◆ PROBLEM TO SOLVE
Exactly as they appear, output all of the records. Skip any images.

◆ THE DATA

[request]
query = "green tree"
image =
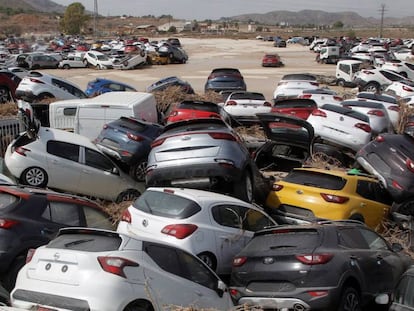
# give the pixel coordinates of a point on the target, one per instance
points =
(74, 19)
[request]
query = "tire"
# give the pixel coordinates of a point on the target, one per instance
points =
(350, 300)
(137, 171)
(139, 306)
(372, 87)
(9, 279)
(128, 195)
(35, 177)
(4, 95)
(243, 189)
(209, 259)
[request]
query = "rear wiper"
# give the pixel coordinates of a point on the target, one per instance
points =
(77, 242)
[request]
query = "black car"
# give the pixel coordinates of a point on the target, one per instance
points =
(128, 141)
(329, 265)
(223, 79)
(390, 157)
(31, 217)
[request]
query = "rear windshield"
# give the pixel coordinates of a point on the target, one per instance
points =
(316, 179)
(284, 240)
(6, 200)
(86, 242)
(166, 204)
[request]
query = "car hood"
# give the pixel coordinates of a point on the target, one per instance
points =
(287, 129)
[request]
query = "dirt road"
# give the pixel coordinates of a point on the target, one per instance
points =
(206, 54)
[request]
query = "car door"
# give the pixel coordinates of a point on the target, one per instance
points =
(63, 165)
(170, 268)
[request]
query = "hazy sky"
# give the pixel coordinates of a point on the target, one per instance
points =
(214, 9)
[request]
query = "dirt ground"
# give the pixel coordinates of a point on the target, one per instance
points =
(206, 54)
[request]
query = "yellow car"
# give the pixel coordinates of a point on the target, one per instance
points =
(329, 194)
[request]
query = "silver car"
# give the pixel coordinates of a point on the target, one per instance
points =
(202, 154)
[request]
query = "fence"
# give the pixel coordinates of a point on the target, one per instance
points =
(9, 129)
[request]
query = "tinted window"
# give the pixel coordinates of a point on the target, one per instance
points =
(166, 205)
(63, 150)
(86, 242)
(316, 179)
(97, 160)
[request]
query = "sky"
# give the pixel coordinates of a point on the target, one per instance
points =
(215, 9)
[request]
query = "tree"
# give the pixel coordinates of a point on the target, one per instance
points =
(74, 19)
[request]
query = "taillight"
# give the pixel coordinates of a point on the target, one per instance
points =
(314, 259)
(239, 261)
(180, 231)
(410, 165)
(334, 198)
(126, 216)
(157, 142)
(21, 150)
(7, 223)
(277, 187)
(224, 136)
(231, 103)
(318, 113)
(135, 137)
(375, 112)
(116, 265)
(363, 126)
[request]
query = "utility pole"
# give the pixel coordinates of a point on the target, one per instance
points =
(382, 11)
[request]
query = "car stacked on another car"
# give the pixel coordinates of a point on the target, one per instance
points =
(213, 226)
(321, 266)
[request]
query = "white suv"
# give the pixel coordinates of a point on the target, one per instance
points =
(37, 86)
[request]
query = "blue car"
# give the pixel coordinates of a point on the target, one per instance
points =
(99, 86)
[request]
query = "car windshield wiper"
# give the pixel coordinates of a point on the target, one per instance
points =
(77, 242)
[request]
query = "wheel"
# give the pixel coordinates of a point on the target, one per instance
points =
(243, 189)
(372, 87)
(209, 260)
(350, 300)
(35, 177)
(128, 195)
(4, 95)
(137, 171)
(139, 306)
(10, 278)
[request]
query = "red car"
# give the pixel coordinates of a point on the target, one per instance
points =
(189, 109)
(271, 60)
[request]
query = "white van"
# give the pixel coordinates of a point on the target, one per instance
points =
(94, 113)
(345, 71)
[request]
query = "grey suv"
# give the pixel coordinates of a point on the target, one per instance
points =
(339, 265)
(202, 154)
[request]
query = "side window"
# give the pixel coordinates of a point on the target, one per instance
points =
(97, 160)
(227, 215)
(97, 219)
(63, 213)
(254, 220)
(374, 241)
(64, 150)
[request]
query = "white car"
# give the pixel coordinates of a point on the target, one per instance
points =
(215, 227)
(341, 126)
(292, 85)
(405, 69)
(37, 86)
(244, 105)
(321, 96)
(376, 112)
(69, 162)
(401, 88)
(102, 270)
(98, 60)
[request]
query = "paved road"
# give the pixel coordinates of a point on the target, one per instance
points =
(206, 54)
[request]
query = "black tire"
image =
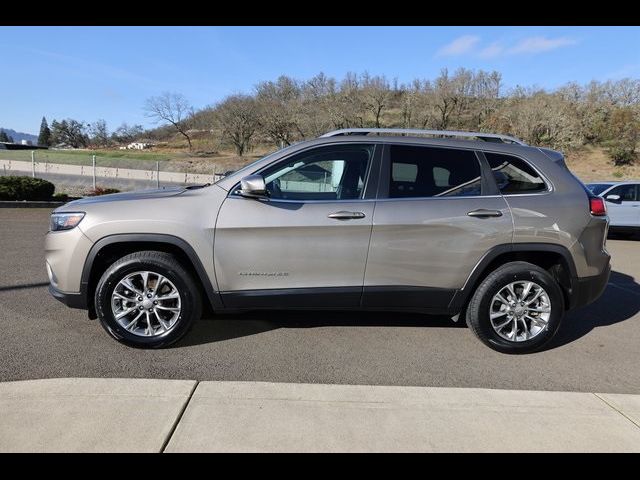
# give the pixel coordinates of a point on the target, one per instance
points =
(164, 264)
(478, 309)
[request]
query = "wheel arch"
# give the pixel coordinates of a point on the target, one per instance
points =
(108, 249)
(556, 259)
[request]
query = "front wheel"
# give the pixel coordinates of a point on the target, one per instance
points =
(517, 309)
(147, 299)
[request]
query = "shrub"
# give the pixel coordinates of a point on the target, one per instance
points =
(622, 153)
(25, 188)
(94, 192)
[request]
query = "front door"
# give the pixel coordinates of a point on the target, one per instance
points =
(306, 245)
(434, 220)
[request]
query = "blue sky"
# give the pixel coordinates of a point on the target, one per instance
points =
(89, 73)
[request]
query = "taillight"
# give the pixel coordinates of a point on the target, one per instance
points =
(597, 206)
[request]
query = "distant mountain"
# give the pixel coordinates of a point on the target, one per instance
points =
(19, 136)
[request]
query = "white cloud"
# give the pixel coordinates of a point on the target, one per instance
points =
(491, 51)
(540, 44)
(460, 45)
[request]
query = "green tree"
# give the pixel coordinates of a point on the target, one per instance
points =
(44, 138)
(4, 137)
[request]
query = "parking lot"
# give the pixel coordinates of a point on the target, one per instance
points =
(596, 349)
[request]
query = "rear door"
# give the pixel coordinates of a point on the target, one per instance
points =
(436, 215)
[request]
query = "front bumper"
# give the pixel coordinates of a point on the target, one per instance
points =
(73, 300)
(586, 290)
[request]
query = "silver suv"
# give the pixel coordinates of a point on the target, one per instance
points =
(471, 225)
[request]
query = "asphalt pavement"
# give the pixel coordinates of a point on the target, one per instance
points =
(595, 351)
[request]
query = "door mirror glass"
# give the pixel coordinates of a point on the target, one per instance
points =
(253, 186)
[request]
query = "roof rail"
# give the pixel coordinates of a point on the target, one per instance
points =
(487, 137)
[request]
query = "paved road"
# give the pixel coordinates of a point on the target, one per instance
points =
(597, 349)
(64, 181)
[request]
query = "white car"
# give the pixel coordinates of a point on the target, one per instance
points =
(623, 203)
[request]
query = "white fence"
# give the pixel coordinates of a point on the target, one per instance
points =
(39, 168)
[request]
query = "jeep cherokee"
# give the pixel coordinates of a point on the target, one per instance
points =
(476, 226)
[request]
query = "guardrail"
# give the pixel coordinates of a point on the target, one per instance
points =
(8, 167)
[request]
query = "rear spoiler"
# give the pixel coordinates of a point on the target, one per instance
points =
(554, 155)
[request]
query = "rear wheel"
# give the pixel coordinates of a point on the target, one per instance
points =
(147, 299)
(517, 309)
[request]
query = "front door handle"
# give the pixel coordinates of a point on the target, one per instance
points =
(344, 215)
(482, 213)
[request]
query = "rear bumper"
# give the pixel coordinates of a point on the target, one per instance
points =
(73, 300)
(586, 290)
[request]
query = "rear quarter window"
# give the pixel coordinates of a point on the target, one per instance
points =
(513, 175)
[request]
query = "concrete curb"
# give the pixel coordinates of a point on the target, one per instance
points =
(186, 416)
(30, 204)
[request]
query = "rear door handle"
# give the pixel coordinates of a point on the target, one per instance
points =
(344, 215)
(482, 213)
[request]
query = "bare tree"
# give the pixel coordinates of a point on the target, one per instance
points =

◆ ANSWER
[request]
query = "green tree"
image =
# give the pixel coordinates of a point on the target, one per instance
points =
(74, 19)
[request]
query = "tire"
# give the pixel coordinates of a point on the target, one per instance
points =
(350, 300)
(137, 171)
(139, 306)
(372, 87)
(9, 279)
(128, 195)
(35, 177)
(4, 95)
(243, 189)
(209, 259)
[request]
query = "rear wiper"
# give the pixel coordinates of a point on the target, one per instance
points =
(77, 242)
[request]
query = "black car"
# give the pixel coordinates of a point on the target, one per instance
points =
(128, 141)
(329, 265)
(223, 79)
(390, 157)
(31, 217)
[request]
query = "rear windshield"
# give the pixel coordinates of a point on the target, one per instance
points =
(316, 179)
(284, 240)
(6, 200)
(86, 242)
(166, 204)
[request]
query = "car hood"
# give the pixel coordinates of a point on the target, one per instance
points =
(287, 129)
[request]
query = "dirt road"
# give the pixel coordinates of a point on the target, one per instance
points =
(206, 54)
[request]
query = "car door"
# give the pixel coordinates of a point on the target, one per instance
points =
(63, 165)
(170, 268)
[request]
query = "hazy sky"
# give the pixel coordinates of a point on the target, one per instance
points =
(214, 9)
[request]
query = "dirt ground"
# give the pixel coordinates of a point on the target, one per instance
points =
(206, 54)
[request]
query = "yellow car"
# give the pixel coordinates of a point on the target, one per instance
points =
(329, 194)
[request]
query = "silver car"
# give the pixel coordinates of a point on the target, one per instance
points =
(202, 154)
[request]
query = "fence"
# give the pixel coordinates of a point on the target, one per instance
points =
(9, 129)
[request]
query = "tinted window"
# give the pixel coordinates of a point on the target, one per instance
points =
(166, 205)
(63, 150)
(86, 242)
(316, 179)
(97, 160)
[request]
query = "sky"
# give the pixel coordinates of a point on the target, one per instance
points =
(215, 9)
[request]
query = "tree"
# give the pixel coordinates of a point on the target, one per instance
points =
(74, 19)
[request]
query = "taillight"
# give the pixel coordinates of a point on the target, one per instance
points =
(314, 259)
(239, 261)
(180, 231)
(410, 165)
(334, 198)
(126, 216)
(157, 142)
(21, 150)
(7, 223)
(277, 187)
(224, 136)
(231, 103)
(318, 113)
(135, 137)
(375, 112)
(116, 265)
(363, 126)
[request]
query = "utility pole"
# give the pixel coordinates of a point on the target, one per instance
points =
(382, 11)
[request]
query = "car stacked on another car"
# give the pixel coordinates of a point on the target, one per instance
points =
(213, 226)
(321, 266)
[request]
query = "white suv"
# give the pixel coordinates of a point on the target, one per instance
points =
(37, 86)
[request]
query = "blue car"
# give the pixel coordinates of a point on the target, one per instance
points =
(99, 86)
[request]
query = "car windshield wiper"
# give the pixel coordinates of a point on the target, one per instance
points =
(77, 242)
[request]
query = "wheel"
# give the pixel coordinates of a point on the target, one per instance
points =
(243, 189)
(372, 87)
(209, 260)
(350, 300)
(35, 177)
(128, 195)
(4, 95)
(137, 171)
(139, 306)
(10, 278)
[request]
query = "red car"
# give the pixel coordinates of a point on the target, one per instance
points =
(189, 109)
(271, 60)
[request]
query = "white van"
# give the pixel coordinates of a point on the target, one per instance
points =
(94, 113)
(345, 71)
[request]
query = "grey suv"
# give the pixel coordinates of a point on the target, one per instance
points =
(339, 265)
(202, 154)
[request]
query = "side window"
# give the pixel coordinates of a point on the target, one per instance
points =
(97, 160)
(227, 215)
(97, 219)
(63, 213)
(254, 220)
(374, 241)
(64, 150)
[request]
query = "white car"
# give the pixel coordinates of a point on the target, one per instance
points =
(215, 227)
(341, 126)
(292, 85)
(405, 69)
(37, 86)
(244, 105)
(321, 96)
(376, 112)
(69, 162)
(401, 88)
(102, 270)
(98, 60)
[request]
query = "paved road"
# give the pixel coordinates of a point on the target, one per instance
points =
(206, 54)
[request]
query = "black tire"
image =
# give the pixel coordinates of a point on the target, one per instance
points =
(164, 264)
(478, 309)
[request]
query = "wheel arch"
# give the pixel coordinates of a point on the target, one per instance
points =
(108, 249)
(556, 259)
[request]
query = "front wheel"
# give the pixel coordinates of a point on the target, one per instance
points =
(517, 309)
(147, 299)
[request]
query = "shrub"
# give the pixel coordinates of a point on the target, one per instance
points =
(622, 153)
(25, 188)
(94, 192)
[request]
query = "front door"
# give the pixel coordinates of a point on the target, one per instance
points =
(306, 245)
(434, 220)
[request]
query = "blue sky"
# give the pixel coordinates of a point on the target, one per instance
points =
(89, 73)
[request]
query = "taillight"
# give the pixel coordinates of a point on the target, one per instance
points =
(597, 206)
[request]
query = "distant mountain"
# give the pixel coordinates of a point on the target, one per instance
points =
(19, 136)
[request]
query = "white cloud"
# give the pixel coordinates of a point on the target, one per instance
points =
(491, 51)
(540, 44)
(460, 45)
[request]
query = "green tree"
# give the pixel coordinates of a point on the target, one per instance
points =
(44, 138)
(4, 137)
[request]
query = "parking lot"
# give the pixel coordinates of a point on the target, one per instance
points =
(596, 349)
[request]
query = "rear door"
# give the pixel coordinates of a point on the target, one per instance
points =
(436, 215)
[request]
query = "front bumper"
# give the pixel coordinates of a point on the target, one per instance
points =
(73, 300)
(586, 290)
[request]
query = "silver suv"
# give the pixel coordinates of a point on the target, one per instance
points =
(471, 225)
[request]
query = "asphalt pavement"
# give the pixel coordinates of a point on the target, one per instance
points =
(595, 351)
[request]
query = "door mirror glass"
# give the pixel coordinates of a point on the target, one per instance
points =
(253, 186)
[request]
query = "roof rail"
# give the pixel coordinates of a point on the target, one per instance
points =
(487, 137)
[request]
query = "paved road"
# give the pixel coordinates of a point on the target, one per instance
points =
(597, 349)
(64, 181)
[request]
query = "white car"
# give the pixel coordinates of a point on the target, one per instance
points =
(623, 203)
[request]
query = "white fence"
# give the pixel coordinates of a point on the target, one per instance
points =
(39, 168)
[request]
query = "jeep cherokee"
# give the pixel coordinates of a point on the target, one per instance
points =
(476, 226)
[request]
query = "guardrail"
# give the pixel coordinates of a point on the target, one per instance
points =
(8, 167)
[request]
query = "rear spoiler"
# give the pixel coordinates of a point on the target, one per instance
points =
(554, 155)
[request]
query = "rear wheel"
# give the pixel coordinates of a point on the target, one per instance
points =
(147, 299)
(517, 309)
[request]
query = "front door handle"
# give the pixel coordinates of a point on the target, one per instance
points =
(344, 215)
(482, 213)
[request]
query = "rear bumper"
# give the pixel coordinates of a point on the target, one per instance
points =
(73, 300)
(586, 290)
[request]
query = "rear quarter window"
# give the pixel coordinates of a point on the target, one per instance
points =
(513, 175)
[request]
query = "concrete curb"
# give the pixel coordinates of a point on the target, one per instance
points =
(186, 416)
(30, 204)
[request]
query = "rear door handle"
# give the pixel coordinates of a point on the target, one per instance
points =
(344, 215)
(482, 213)
[request]
query = "bare tree"
# give the pixel coordinates of a point on the target, one per instance
points =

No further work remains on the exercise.